ACTIONS TO TAKE:
**a.** Will you set down the Ensemble Connect review below, word for word and in full?
**b.** Which lines of the rows below contain the word "ceramic"? Report each of them in full.

:: SELECTED TEXT ::

From Brahms to a Saariaho premiere, Ensemble Connect provides versatile, luminous advocacy
Ensemble Connect returned to Weil Recital Hall with a program of chamber music equally divided between the romantic and the contemporary. The Schumann and Brahms were lovely and expertly performed, but the highpoint was the world premiere of Finnish composer Kaija Saariaho’s Semafor, co-commissioned by Carnegie Hall and the Santa Fe Chamber Music Festival.
Launched in 2007, Ensemble Connect was conceived by Carnegie Hall’s executive and artistic director Clive Gillinson. Based at Carnegie Hall, the two-year post-graduate program is a partnership with The Juilliard School and the New York City Department of Education. Beyond performing, the participants partner with instrumental teachers in New York City schools to provide inspiration and guidance to aspiring young musicians, in addition to sharing their artistry.

:::
:: ITEMS ::

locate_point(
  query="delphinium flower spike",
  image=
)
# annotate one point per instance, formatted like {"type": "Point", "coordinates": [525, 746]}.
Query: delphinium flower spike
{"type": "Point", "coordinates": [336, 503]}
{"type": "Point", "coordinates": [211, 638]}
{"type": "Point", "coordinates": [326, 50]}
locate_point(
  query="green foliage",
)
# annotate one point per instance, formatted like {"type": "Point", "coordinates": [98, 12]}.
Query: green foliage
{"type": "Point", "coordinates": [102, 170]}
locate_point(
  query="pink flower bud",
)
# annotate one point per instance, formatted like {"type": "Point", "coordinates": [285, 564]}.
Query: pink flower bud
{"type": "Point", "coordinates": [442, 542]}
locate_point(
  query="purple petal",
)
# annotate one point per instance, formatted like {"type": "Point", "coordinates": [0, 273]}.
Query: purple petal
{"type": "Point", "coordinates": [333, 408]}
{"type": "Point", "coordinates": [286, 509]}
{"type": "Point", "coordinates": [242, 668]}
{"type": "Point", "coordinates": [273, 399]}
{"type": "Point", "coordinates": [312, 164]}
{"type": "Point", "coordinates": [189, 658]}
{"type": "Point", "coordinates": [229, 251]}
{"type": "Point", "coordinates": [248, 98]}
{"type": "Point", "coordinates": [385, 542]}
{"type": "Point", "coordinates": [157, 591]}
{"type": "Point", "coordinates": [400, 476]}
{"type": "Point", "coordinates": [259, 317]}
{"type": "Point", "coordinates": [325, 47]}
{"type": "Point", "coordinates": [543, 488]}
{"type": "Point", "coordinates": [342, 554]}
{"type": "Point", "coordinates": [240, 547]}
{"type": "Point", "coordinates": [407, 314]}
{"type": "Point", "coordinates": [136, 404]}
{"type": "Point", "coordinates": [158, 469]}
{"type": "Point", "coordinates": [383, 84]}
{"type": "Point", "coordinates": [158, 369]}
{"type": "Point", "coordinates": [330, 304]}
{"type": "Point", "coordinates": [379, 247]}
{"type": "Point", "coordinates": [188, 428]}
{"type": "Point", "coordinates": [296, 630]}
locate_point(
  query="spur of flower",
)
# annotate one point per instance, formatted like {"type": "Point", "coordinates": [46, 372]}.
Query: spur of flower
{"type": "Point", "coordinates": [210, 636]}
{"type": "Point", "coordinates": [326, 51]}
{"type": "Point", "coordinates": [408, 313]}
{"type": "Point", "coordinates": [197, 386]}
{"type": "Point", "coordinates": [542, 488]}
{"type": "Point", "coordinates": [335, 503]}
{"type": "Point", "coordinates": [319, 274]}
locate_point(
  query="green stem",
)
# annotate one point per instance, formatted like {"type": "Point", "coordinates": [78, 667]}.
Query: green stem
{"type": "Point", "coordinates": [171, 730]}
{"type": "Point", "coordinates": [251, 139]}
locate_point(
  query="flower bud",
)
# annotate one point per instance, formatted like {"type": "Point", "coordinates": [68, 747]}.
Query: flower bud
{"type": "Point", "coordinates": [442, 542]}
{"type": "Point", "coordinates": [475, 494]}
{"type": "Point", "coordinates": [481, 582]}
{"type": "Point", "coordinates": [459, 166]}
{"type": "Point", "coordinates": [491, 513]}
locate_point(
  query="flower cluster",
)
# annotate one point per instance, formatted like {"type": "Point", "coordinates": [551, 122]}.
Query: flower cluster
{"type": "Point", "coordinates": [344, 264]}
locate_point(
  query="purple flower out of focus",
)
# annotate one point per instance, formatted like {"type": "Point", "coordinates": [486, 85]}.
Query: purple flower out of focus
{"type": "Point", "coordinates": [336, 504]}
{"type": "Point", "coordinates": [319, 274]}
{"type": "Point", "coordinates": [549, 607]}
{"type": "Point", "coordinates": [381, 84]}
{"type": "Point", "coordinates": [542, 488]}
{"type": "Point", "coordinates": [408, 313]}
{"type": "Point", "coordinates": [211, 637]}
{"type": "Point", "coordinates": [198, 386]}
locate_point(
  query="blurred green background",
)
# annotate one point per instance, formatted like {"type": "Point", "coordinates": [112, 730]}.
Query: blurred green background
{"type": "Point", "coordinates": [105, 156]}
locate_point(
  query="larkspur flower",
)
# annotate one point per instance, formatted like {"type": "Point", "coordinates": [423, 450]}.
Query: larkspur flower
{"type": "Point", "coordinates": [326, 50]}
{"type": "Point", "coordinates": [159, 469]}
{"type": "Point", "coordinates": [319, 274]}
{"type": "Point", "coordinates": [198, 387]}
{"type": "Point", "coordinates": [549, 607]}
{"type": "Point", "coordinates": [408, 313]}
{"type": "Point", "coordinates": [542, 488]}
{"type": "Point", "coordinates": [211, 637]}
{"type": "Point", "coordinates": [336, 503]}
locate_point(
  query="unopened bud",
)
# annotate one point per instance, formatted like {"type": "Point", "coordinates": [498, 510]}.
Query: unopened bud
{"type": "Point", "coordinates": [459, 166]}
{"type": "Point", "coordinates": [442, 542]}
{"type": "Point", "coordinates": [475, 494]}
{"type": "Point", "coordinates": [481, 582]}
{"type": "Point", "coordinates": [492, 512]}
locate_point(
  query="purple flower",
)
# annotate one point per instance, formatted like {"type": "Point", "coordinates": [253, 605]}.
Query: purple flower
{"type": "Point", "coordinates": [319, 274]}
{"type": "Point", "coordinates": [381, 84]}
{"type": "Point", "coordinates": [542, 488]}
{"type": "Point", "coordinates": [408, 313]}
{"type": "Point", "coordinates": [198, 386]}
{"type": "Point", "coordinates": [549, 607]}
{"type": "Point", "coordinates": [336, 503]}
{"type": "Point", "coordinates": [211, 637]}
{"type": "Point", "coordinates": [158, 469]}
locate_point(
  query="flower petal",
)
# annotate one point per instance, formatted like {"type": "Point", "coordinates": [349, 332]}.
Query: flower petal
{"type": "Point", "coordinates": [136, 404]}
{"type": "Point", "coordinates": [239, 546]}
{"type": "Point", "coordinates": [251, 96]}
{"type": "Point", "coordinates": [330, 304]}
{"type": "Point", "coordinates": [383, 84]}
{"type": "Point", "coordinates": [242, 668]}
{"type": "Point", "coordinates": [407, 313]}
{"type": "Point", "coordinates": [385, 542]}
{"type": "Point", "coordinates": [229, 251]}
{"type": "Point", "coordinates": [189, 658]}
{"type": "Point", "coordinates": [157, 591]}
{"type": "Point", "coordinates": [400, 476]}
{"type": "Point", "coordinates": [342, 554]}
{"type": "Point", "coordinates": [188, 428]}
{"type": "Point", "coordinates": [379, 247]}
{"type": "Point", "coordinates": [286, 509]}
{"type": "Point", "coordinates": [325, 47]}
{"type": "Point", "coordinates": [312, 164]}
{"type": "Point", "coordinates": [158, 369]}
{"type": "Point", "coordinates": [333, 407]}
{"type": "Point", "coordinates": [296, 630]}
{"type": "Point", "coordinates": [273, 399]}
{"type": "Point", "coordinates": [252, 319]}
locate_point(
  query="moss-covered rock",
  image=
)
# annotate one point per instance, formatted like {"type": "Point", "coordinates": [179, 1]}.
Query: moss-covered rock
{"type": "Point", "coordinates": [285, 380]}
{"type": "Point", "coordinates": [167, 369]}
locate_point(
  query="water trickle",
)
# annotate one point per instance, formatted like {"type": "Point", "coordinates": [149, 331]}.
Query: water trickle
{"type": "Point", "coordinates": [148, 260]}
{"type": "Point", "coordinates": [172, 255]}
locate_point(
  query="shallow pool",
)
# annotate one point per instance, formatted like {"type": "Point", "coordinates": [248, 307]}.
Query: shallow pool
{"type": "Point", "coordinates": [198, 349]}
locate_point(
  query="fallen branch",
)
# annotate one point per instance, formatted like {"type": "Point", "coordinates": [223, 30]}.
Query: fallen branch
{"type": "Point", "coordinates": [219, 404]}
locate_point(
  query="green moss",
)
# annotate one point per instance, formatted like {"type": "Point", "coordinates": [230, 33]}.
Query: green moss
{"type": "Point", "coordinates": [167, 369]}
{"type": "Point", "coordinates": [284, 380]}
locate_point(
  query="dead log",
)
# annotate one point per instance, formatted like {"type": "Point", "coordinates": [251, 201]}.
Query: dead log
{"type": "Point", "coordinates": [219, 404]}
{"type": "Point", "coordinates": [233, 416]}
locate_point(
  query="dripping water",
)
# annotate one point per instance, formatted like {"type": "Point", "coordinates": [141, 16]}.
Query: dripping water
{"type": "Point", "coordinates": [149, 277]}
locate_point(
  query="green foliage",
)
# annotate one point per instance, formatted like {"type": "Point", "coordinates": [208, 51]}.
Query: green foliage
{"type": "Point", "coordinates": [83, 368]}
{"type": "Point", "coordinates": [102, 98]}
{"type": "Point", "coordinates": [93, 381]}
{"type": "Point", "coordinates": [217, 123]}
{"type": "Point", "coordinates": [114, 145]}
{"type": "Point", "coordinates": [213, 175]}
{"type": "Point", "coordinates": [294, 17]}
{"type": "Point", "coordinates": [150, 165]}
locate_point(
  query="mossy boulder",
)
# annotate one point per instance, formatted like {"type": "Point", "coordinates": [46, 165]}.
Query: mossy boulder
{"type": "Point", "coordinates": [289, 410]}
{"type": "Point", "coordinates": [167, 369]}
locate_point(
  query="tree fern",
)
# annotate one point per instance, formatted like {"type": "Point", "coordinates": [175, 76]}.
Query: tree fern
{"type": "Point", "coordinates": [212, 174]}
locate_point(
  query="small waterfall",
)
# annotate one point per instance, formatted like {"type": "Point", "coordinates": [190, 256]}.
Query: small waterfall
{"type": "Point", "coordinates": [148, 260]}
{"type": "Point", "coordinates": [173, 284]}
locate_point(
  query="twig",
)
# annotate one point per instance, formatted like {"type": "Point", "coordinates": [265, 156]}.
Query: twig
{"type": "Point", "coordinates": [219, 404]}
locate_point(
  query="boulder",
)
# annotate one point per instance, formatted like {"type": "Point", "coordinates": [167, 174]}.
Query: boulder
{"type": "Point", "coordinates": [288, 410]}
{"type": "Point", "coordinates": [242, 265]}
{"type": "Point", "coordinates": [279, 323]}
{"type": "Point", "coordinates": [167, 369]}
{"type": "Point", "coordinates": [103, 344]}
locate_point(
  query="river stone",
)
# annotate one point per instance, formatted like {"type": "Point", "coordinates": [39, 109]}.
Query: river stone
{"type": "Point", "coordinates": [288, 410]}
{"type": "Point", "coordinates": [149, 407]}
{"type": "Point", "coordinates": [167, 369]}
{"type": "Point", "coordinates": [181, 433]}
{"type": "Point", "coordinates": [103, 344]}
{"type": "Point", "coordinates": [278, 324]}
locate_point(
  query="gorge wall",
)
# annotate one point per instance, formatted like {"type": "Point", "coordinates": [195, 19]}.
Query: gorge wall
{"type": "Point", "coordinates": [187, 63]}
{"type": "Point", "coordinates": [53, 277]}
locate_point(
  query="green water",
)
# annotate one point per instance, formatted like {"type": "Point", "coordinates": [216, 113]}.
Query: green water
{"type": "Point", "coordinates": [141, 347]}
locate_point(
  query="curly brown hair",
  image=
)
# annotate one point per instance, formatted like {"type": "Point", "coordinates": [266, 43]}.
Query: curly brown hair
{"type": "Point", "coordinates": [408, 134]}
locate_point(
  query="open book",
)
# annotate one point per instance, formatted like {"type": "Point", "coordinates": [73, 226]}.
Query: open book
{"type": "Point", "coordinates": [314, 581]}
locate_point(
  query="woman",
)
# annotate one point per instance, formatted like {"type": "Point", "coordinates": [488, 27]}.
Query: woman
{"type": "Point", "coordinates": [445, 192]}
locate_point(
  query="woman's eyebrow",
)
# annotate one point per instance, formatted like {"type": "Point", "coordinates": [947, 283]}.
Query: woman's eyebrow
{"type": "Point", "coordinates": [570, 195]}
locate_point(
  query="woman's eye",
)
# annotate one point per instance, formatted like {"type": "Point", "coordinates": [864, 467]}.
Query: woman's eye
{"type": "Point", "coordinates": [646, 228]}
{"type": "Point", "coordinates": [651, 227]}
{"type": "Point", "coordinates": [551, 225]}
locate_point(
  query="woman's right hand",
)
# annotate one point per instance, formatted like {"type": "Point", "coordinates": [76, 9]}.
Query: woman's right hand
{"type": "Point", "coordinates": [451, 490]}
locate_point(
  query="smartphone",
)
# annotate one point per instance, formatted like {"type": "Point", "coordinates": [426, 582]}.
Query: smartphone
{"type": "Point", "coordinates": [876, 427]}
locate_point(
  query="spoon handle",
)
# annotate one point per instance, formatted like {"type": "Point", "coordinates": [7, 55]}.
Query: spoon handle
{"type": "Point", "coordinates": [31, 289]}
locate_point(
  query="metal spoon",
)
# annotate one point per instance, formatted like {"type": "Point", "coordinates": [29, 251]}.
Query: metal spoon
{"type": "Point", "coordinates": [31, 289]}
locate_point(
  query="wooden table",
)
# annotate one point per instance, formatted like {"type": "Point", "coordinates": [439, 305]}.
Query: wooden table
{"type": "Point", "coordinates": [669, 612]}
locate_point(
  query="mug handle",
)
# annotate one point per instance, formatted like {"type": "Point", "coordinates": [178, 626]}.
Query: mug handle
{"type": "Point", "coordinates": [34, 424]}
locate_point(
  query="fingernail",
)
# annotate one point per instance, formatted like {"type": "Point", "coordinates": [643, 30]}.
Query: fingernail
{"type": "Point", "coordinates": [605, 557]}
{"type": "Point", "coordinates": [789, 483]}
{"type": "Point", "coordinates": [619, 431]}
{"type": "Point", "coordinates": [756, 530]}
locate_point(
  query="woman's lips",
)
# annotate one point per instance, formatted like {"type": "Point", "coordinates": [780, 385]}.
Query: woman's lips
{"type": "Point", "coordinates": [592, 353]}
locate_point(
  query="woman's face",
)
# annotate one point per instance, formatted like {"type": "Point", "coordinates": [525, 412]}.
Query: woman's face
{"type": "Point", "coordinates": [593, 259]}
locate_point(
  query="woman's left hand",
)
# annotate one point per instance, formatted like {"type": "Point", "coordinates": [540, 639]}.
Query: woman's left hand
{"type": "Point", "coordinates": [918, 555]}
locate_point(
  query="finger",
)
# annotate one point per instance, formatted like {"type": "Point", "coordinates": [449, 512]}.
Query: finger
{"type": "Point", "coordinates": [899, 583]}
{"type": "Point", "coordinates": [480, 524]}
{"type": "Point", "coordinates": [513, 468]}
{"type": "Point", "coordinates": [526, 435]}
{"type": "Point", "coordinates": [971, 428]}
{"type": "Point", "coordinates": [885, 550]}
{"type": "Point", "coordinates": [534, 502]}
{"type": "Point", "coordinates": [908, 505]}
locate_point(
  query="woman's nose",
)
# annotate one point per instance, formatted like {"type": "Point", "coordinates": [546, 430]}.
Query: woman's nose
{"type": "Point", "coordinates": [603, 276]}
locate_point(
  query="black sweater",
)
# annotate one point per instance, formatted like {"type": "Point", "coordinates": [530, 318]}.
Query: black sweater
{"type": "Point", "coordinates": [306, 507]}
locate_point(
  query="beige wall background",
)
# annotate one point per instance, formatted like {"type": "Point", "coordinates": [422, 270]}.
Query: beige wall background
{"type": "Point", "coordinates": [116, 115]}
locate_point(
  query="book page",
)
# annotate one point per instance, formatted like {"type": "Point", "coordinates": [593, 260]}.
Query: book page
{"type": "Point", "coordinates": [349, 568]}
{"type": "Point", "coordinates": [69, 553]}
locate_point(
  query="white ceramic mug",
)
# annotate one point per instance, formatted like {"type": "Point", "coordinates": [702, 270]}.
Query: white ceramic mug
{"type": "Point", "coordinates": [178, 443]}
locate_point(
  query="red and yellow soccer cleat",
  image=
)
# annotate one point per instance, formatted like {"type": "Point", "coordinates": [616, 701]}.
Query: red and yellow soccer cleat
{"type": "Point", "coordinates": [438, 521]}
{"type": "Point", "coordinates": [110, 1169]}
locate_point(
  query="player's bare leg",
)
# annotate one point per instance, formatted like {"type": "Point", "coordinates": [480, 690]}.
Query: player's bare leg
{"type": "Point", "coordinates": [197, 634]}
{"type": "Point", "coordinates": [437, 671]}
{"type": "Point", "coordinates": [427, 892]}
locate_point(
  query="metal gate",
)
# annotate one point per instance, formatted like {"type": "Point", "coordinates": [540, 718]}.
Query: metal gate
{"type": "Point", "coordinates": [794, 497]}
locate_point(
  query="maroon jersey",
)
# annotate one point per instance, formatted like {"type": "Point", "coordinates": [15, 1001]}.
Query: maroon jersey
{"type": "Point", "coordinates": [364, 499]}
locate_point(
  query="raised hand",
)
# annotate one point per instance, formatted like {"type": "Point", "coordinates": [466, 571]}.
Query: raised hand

:::

RESULTS OF THE EXERCISE:
**a.**
From Brahms to a Saariaho premiere, Ensemble Connect provides versatile, luminous advocacy
Ensemble Connect returned to Weil Recital Hall with a program of chamber music equally divided between the romantic and the contemporary. The Schumann and Brahms were lovely and expertly performed, but the highpoint was the world premiere of Finnish composer Kaija Saariaho’s Semafor, co-commissioned by Carnegie Hall and the Santa Fe Chamber Music Festival.
Launched in 2007, Ensemble Connect was conceived by Carnegie Hall’s executive and artistic director Clive Gillinson. Based at Carnegie Hall, the two-year post-graduate program is a partnership with The Juilliard School and the New York City Department of Education. Beyond performing, the participants partner with instrumental teachers in New York City schools to provide inspiration and guidance to aspiring young musicians, in addition to sharing their artistry.

**b.**
  query="white ceramic mug",
Query: white ceramic mug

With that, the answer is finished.